* DATASET EXCERPTS
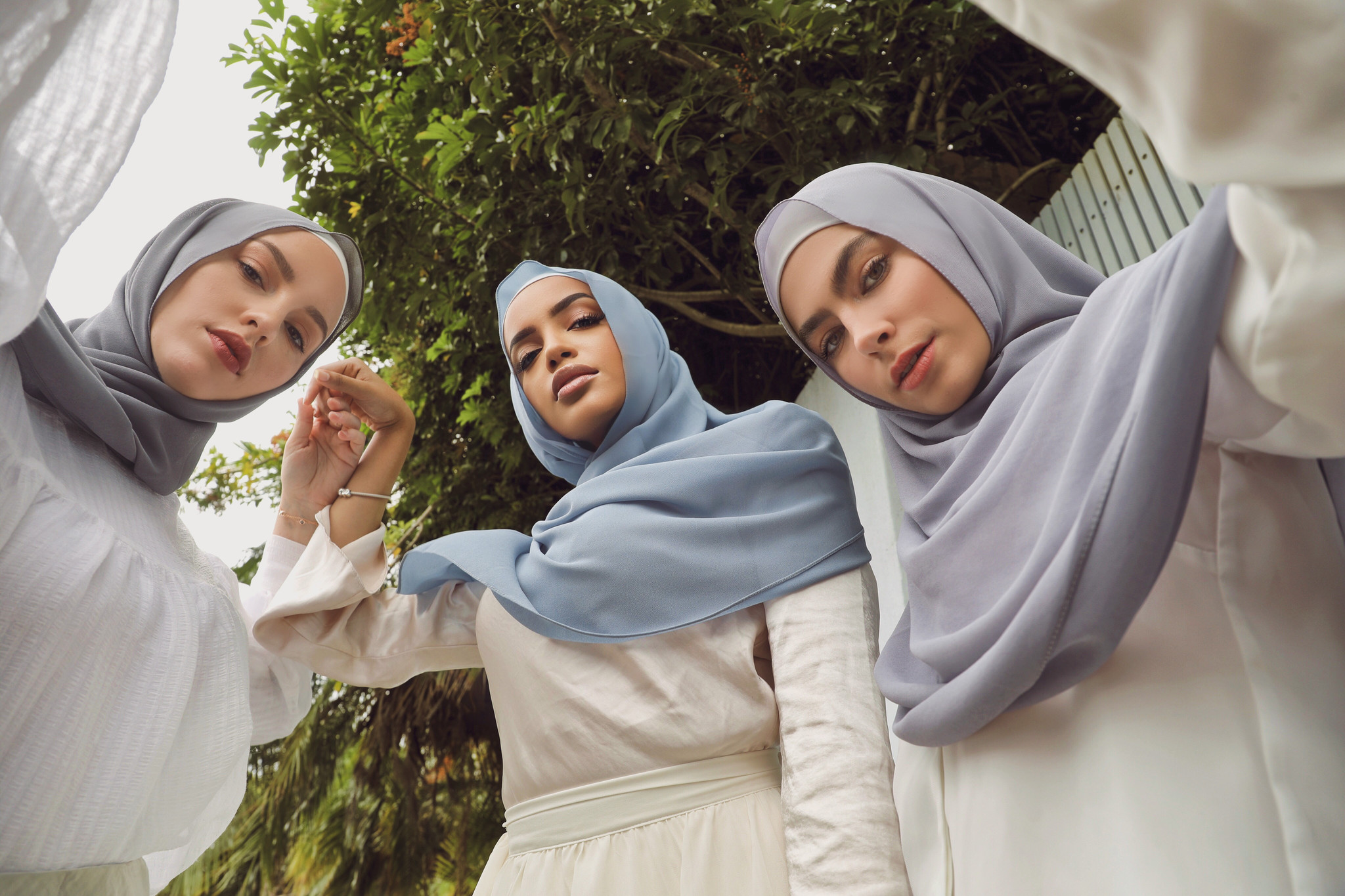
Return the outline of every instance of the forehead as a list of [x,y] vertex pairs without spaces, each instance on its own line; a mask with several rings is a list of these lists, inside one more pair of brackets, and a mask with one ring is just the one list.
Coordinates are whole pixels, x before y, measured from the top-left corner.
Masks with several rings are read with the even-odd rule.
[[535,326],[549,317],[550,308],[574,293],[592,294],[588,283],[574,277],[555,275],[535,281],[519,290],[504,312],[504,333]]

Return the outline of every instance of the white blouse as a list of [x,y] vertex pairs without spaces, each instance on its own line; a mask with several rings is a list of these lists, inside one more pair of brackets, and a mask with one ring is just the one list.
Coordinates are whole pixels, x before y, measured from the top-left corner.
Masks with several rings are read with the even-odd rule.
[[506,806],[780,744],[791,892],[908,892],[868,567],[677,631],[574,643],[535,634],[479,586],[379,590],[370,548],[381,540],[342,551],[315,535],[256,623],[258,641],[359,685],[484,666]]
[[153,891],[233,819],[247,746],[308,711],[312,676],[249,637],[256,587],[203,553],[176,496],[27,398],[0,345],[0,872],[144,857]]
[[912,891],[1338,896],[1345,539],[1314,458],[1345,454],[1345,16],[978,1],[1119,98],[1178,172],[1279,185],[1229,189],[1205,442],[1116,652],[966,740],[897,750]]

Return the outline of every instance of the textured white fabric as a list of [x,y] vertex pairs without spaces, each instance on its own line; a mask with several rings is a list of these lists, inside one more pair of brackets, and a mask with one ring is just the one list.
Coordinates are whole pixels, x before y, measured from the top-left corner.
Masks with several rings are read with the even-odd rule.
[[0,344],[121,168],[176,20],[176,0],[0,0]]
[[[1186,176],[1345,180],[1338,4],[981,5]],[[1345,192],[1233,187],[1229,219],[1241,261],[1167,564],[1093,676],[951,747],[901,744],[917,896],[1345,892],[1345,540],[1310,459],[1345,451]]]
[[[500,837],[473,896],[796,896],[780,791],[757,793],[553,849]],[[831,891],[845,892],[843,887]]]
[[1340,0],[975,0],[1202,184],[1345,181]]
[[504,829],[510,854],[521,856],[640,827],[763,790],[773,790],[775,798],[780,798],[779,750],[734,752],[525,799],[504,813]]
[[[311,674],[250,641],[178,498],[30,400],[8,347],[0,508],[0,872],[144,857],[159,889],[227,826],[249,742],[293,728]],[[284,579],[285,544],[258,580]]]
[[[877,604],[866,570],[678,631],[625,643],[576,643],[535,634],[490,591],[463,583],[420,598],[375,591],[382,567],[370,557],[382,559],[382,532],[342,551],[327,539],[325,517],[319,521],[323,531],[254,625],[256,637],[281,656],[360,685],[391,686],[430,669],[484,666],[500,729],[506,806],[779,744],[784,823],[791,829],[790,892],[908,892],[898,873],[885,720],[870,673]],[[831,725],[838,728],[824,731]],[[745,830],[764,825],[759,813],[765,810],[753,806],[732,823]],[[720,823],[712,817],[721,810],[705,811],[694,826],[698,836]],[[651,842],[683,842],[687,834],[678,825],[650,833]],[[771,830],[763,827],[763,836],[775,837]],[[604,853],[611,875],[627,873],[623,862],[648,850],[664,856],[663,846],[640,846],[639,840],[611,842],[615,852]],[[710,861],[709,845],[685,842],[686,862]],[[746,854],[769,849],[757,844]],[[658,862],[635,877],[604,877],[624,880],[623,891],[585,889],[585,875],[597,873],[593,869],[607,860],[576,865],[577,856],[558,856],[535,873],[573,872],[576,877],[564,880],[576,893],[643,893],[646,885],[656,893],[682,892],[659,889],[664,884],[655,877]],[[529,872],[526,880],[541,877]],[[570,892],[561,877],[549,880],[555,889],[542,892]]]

* TASK REQUIREMENTS
Pick out and copy each line of the data above that contains the string "pairs".

* ANSWER TO THIS EXERCISE
Return the outline of every instance of the forehead as a list of [x,y] vertex pairs without spaces, each instance on its own line; a mask with several rings is a list of these lists, inside one more pair of brackets, and a mask with one ring is just the one list.
Return the outline of every instance of the white blouse as a list of [x,y] vertex pairs without spaces, each instance on its own line; a mask with several rings is a list of these lists, inside one more pair of brackets, and a mask with one ring is just the one list.
Return the outline of every instance of the textured white fabric as a list of [x,y] vertex pairs without spaces, each instance on its own line; a mask with several rings is a list of these lists, inside one more pair of brackets, and a mask with one ring is just the one list.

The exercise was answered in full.